## RECORDS SUPPLIED

★ ★ ★ ★ ★

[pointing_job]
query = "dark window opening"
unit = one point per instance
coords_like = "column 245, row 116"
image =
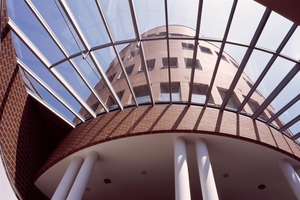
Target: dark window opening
column 165, row 91
column 173, row 62
column 142, row 93
column 205, row 50
column 187, row 46
column 189, row 63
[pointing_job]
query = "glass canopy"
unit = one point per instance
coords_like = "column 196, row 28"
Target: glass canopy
column 66, row 49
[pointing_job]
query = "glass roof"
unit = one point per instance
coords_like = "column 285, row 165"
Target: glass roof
column 68, row 49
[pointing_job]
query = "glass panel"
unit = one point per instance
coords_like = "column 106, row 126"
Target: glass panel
column 150, row 14
column 214, row 17
column 274, row 31
column 88, row 18
column 22, row 16
column 40, row 70
column 293, row 129
column 245, row 22
column 183, row 12
column 290, row 91
column 59, row 24
column 52, row 101
column 292, row 47
column 118, row 17
column 112, row 68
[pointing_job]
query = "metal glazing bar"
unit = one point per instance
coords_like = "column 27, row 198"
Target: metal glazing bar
column 116, row 51
column 80, row 34
column 290, row 123
column 50, row 108
column 168, row 49
column 296, row 136
column 49, row 89
column 282, row 110
column 277, row 90
column 248, row 53
column 195, row 52
column 60, row 46
column 61, row 79
column 142, row 53
column 208, row 94
column 28, row 43
column 268, row 66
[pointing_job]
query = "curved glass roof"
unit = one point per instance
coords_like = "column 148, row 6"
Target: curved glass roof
column 66, row 46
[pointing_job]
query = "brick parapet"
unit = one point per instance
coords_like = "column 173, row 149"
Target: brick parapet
column 171, row 119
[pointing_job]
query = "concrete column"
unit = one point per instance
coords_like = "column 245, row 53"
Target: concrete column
column 208, row 185
column 182, row 184
column 83, row 176
column 67, row 181
column 291, row 177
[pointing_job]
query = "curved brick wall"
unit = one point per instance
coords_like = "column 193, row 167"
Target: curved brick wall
column 171, row 118
column 26, row 138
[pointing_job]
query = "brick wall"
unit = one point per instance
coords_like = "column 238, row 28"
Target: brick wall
column 26, row 138
column 175, row 118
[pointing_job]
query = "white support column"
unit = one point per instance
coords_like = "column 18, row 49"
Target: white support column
column 208, row 185
column 67, row 181
column 291, row 177
column 83, row 176
column 182, row 184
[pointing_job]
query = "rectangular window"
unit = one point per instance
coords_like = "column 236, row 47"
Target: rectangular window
column 142, row 93
column 165, row 91
column 222, row 57
column 189, row 63
column 199, row 93
column 205, row 50
column 173, row 62
column 187, row 46
column 150, row 64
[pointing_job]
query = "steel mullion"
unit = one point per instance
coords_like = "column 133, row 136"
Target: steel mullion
column 168, row 50
column 268, row 66
column 282, row 110
column 296, row 136
column 60, row 46
column 50, row 108
column 277, row 90
column 231, row 15
column 290, row 123
column 80, row 34
column 142, row 53
column 49, row 89
column 44, row 61
column 28, row 43
column 115, row 50
column 248, row 53
column 195, row 52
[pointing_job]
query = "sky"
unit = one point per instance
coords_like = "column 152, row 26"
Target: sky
column 150, row 14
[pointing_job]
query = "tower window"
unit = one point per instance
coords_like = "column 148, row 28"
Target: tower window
column 142, row 93
column 205, row 50
column 187, row 46
column 173, row 62
column 165, row 91
column 233, row 101
column 189, row 63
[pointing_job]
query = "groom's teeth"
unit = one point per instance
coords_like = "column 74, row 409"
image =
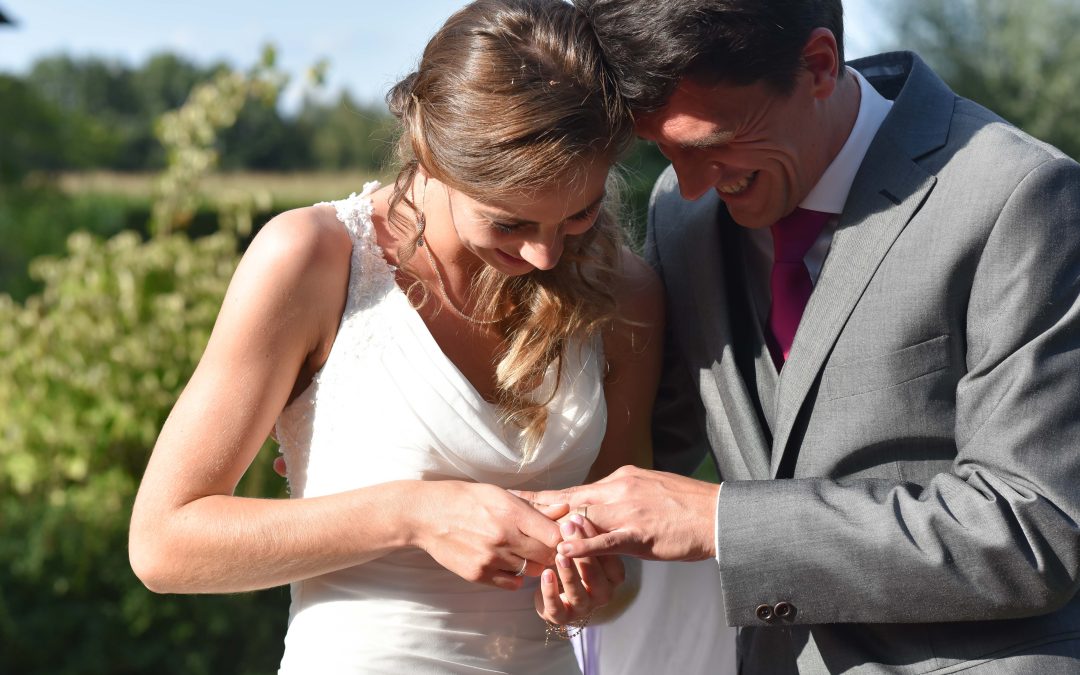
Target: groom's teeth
column 736, row 188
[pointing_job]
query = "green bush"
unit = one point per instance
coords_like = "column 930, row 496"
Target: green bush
column 89, row 369
column 37, row 220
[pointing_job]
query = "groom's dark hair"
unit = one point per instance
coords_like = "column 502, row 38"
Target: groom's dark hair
column 651, row 44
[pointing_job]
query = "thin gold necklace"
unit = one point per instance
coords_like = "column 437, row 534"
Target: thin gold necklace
column 421, row 224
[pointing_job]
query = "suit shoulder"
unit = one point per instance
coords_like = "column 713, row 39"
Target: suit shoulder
column 987, row 132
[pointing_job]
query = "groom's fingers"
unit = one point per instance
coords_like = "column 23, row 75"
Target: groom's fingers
column 552, row 511
column 607, row 543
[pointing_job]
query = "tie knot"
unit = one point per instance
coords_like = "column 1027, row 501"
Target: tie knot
column 794, row 233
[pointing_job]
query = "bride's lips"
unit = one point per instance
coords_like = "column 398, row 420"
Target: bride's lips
column 509, row 259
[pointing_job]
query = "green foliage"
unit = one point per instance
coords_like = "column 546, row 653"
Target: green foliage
column 190, row 136
column 36, row 221
column 89, row 369
column 100, row 113
column 1017, row 58
column 348, row 135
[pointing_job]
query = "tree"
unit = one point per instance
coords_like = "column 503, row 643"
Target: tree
column 89, row 369
column 1017, row 58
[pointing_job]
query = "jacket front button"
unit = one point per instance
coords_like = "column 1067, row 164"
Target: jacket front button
column 764, row 612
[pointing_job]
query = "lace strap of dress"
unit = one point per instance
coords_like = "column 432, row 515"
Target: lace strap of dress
column 354, row 212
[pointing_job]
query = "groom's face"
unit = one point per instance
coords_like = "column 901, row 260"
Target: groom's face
column 755, row 147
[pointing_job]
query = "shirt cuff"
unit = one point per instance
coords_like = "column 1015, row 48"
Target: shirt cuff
column 716, row 532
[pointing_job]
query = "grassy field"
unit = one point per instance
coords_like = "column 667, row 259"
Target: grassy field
column 285, row 190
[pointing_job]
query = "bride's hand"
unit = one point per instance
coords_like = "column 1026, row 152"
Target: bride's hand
column 484, row 534
column 588, row 583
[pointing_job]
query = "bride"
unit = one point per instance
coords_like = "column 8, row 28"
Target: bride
column 418, row 348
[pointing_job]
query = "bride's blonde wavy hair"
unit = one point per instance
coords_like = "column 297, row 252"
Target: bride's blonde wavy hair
column 512, row 97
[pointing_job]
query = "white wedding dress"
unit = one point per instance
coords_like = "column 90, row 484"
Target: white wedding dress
column 389, row 405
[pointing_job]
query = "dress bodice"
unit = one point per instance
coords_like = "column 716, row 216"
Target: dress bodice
column 388, row 405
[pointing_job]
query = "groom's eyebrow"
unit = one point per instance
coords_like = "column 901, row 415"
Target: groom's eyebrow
column 717, row 137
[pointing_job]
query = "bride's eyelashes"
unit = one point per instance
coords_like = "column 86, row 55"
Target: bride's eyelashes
column 510, row 228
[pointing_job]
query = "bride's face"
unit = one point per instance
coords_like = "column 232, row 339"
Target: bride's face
column 528, row 232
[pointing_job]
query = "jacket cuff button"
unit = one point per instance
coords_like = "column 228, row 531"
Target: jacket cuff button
column 764, row 612
column 784, row 610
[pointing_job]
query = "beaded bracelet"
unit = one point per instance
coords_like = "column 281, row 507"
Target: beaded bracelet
column 565, row 632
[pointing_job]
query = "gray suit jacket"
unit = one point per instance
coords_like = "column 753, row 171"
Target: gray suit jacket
column 910, row 483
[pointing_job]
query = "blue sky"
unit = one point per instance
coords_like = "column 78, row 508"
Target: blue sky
column 369, row 44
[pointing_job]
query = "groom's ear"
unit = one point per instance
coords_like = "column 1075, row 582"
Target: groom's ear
column 821, row 61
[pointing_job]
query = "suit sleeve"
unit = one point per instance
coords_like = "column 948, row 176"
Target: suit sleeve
column 995, row 537
column 678, row 435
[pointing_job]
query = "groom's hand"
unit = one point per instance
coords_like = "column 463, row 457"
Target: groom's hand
column 648, row 514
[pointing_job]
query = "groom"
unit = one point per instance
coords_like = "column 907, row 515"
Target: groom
column 874, row 326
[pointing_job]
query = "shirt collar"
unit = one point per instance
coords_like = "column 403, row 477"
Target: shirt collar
column 832, row 190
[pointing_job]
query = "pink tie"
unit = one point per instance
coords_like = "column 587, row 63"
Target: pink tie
column 792, row 238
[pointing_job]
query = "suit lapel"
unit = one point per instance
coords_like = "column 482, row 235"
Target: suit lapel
column 702, row 254
column 880, row 206
column 888, row 191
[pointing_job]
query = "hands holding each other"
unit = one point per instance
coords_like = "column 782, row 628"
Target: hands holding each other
column 575, row 588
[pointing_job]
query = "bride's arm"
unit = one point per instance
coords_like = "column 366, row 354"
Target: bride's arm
column 189, row 534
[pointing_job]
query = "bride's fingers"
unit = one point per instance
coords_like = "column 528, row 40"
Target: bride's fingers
column 574, row 591
column 552, row 511
column 552, row 608
column 610, row 565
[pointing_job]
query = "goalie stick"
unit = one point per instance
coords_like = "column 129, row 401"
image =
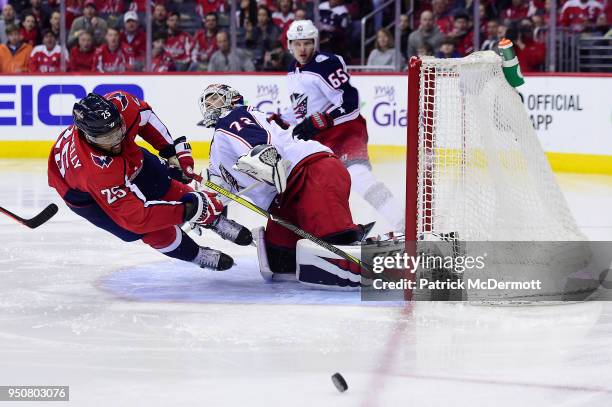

★ ★ ★ ★ ★

## GOAL
Return every line above that contains the word "button".

## FULL OUTPUT
query = "jacket front button"
Target: jacket front button
query = "jacket cuff button"
Target: jacket cuff button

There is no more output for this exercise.